--- START Task data ---
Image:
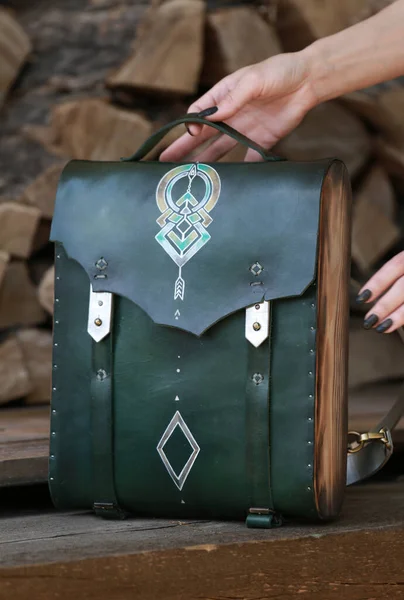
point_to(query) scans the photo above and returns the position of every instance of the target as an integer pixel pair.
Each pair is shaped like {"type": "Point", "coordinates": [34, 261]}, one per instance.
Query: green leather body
{"type": "Point", "coordinates": [256, 442]}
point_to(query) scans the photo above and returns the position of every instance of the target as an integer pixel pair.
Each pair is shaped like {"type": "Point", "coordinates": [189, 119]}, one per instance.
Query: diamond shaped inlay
{"type": "Point", "coordinates": [178, 478]}
{"type": "Point", "coordinates": [184, 226]}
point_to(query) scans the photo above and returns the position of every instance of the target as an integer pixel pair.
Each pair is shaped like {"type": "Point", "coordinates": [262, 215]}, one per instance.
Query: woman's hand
{"type": "Point", "coordinates": [265, 102]}
{"type": "Point", "coordinates": [387, 285]}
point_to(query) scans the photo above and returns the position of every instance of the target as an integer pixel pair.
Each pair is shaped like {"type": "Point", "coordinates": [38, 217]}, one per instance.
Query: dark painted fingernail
{"type": "Point", "coordinates": [384, 326]}
{"type": "Point", "coordinates": [370, 321]}
{"type": "Point", "coordinates": [363, 297]}
{"type": "Point", "coordinates": [208, 111]}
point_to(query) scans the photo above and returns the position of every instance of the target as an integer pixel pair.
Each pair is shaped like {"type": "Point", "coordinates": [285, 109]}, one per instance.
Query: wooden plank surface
{"type": "Point", "coordinates": [24, 439]}
{"type": "Point", "coordinates": [360, 556]}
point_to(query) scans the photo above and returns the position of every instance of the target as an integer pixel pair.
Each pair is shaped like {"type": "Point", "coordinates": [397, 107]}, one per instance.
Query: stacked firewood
{"type": "Point", "coordinates": [147, 62]}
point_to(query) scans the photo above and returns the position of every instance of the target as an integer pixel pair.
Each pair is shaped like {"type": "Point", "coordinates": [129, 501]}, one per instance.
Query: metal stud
{"type": "Point", "coordinates": [101, 374]}
{"type": "Point", "coordinates": [257, 378]}
{"type": "Point", "coordinates": [101, 264]}
{"type": "Point", "coordinates": [256, 269]}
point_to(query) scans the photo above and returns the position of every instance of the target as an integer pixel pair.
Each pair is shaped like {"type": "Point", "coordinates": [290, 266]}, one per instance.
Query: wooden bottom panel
{"type": "Point", "coordinates": [24, 443]}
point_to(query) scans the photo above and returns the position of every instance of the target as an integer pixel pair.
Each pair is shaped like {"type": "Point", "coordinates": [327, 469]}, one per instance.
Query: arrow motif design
{"type": "Point", "coordinates": [184, 221]}
{"type": "Point", "coordinates": [179, 290]}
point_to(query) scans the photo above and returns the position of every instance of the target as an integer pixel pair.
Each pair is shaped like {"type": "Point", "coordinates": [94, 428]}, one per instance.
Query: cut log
{"type": "Point", "coordinates": [168, 57]}
{"type": "Point", "coordinates": [373, 233]}
{"type": "Point", "coordinates": [14, 377]}
{"type": "Point", "coordinates": [18, 299]}
{"type": "Point", "coordinates": [4, 259]}
{"type": "Point", "coordinates": [42, 235]}
{"type": "Point", "coordinates": [36, 345]}
{"type": "Point", "coordinates": [92, 129]}
{"type": "Point", "coordinates": [384, 111]}
{"type": "Point", "coordinates": [42, 191]}
{"type": "Point", "coordinates": [373, 356]}
{"type": "Point", "coordinates": [301, 22]}
{"type": "Point", "coordinates": [14, 50]}
{"type": "Point", "coordinates": [46, 290]}
{"type": "Point", "coordinates": [329, 130]}
{"type": "Point", "coordinates": [377, 187]}
{"type": "Point", "coordinates": [236, 37]}
{"type": "Point", "coordinates": [18, 226]}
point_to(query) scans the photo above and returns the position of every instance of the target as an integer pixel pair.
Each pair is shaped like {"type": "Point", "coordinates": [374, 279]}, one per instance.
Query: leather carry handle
{"type": "Point", "coordinates": [156, 137]}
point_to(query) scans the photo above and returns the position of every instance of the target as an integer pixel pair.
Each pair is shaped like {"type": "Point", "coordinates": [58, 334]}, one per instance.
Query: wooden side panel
{"type": "Point", "coordinates": [332, 342]}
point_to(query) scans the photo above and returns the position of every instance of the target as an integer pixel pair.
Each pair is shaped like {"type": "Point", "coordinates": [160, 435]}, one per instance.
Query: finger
{"type": "Point", "coordinates": [186, 144]}
{"type": "Point", "coordinates": [383, 279]}
{"type": "Point", "coordinates": [253, 156]}
{"type": "Point", "coordinates": [217, 149]}
{"type": "Point", "coordinates": [387, 304]}
{"type": "Point", "coordinates": [229, 95]}
{"type": "Point", "coordinates": [392, 322]}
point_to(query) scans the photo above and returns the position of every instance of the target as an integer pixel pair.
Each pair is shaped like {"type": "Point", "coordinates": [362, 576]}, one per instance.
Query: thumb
--- END Task data ---
● Exercise description
Exclude every picture and copy the remaining data exactly.

● Task solution
Image:
point_to(query) scans the photo above and returns the position of every instance of the target as an integer pixel pair.
Each pair is shaped like {"type": "Point", "coordinates": [34, 261]}, one per instance.
Query: green leather body
{"type": "Point", "coordinates": [256, 442]}
point_to(query) scans the photo above and returns the position of every instance of the target as an integer pixel pair.
Each pair is shaped like {"type": "Point", "coordinates": [189, 119]}, one per instance.
Query: diamond shaped inlay
{"type": "Point", "coordinates": [178, 478]}
{"type": "Point", "coordinates": [184, 226]}
point_to(query) scans the photo above and returns the position of every instance of the target as an integer pixel pair.
Each pair is shaped like {"type": "Point", "coordinates": [262, 215]}, one per instance.
Query: woman's hand
{"type": "Point", "coordinates": [265, 102]}
{"type": "Point", "coordinates": [387, 285]}
point_to(query) scans the photo above and returns the position of every instance of the target as an integer pixel pair.
Each pair is shaped like {"type": "Point", "coordinates": [38, 217]}, one per instance.
Query: dark painted fingernail
{"type": "Point", "coordinates": [384, 326]}
{"type": "Point", "coordinates": [370, 321]}
{"type": "Point", "coordinates": [363, 297]}
{"type": "Point", "coordinates": [208, 111]}
point_to(query) scans the photo above and returns the position of every instance of the target as an integer pixel pair.
Each pair is shaped like {"type": "Point", "coordinates": [285, 109]}, one per instance.
Query: wooden plank surface
{"type": "Point", "coordinates": [24, 439]}
{"type": "Point", "coordinates": [360, 556]}
point_to(query) scans the photo above and returns the position of every instance of the target as an integer pixel pair.
Each pair is shaped like {"type": "Point", "coordinates": [397, 107]}, one per instance.
Query: stacked firewood
{"type": "Point", "coordinates": [147, 62]}
point_to(query) scans the photo above and returns the position of every instance of the target as an integer pixel pair.
Each pair is shaped like {"type": "Point", "coordinates": [129, 501]}, one per instance.
Query: metal stud
{"type": "Point", "coordinates": [101, 374]}
{"type": "Point", "coordinates": [257, 378]}
{"type": "Point", "coordinates": [101, 264]}
{"type": "Point", "coordinates": [256, 269]}
point_to(query) scans the photo above and returns the position of every instance of the target as an integer pixel pair.
Each pair is shaped like {"type": "Point", "coordinates": [290, 266]}, one per instance.
Query: wooden bottom panel
{"type": "Point", "coordinates": [24, 443]}
point_to(query) scans the photo above and returns the position of every instance of the target as an integer pixel pair.
Each pair is shaped like {"type": "Point", "coordinates": [327, 469]}, one per instance.
Query: arrow motif design
{"type": "Point", "coordinates": [184, 221]}
{"type": "Point", "coordinates": [179, 290]}
point_to(query) scans the photo above and returns the position of every instance of the target as an integer pixel pair.
Each pair is shaped like {"type": "Point", "coordinates": [94, 428]}, one per instance.
Query: cut log
{"type": "Point", "coordinates": [168, 57]}
{"type": "Point", "coordinates": [373, 233]}
{"type": "Point", "coordinates": [14, 377]}
{"type": "Point", "coordinates": [18, 299]}
{"type": "Point", "coordinates": [4, 259]}
{"type": "Point", "coordinates": [42, 235]}
{"type": "Point", "coordinates": [36, 345]}
{"type": "Point", "coordinates": [92, 129]}
{"type": "Point", "coordinates": [384, 111]}
{"type": "Point", "coordinates": [42, 191]}
{"type": "Point", "coordinates": [373, 356]}
{"type": "Point", "coordinates": [301, 22]}
{"type": "Point", "coordinates": [14, 50]}
{"type": "Point", "coordinates": [46, 290]}
{"type": "Point", "coordinates": [329, 130]}
{"type": "Point", "coordinates": [377, 187]}
{"type": "Point", "coordinates": [236, 37]}
{"type": "Point", "coordinates": [18, 226]}
point_to(query) scans the photo above and returns the position of every instance of the target as an integer pixel pair.
Each pair is shaped like {"type": "Point", "coordinates": [374, 279]}, one per instance.
Query: leather carry handle
{"type": "Point", "coordinates": [156, 137]}
point_to(query) scans the photo above and returns the position of every instance of the target as an integer pixel pair.
Each pair is shaped like {"type": "Point", "coordinates": [58, 334]}, one per instance.
Query: wooden side panel
{"type": "Point", "coordinates": [332, 342]}
point_to(query) scans the photo above and returns the position of every instance of the target as an integer pixel pair.
Each pair is shaped like {"type": "Point", "coordinates": [160, 435]}, one per instance.
Query: finger
{"type": "Point", "coordinates": [186, 144]}
{"type": "Point", "coordinates": [383, 279]}
{"type": "Point", "coordinates": [253, 156]}
{"type": "Point", "coordinates": [217, 149]}
{"type": "Point", "coordinates": [387, 304]}
{"type": "Point", "coordinates": [229, 95]}
{"type": "Point", "coordinates": [392, 322]}
point_to(query) scans the photo above and returns the position of every instance of the target as an integer pixel pair.
Each pair is shaped like {"type": "Point", "coordinates": [362, 576]}, one per instance.
Query: thumb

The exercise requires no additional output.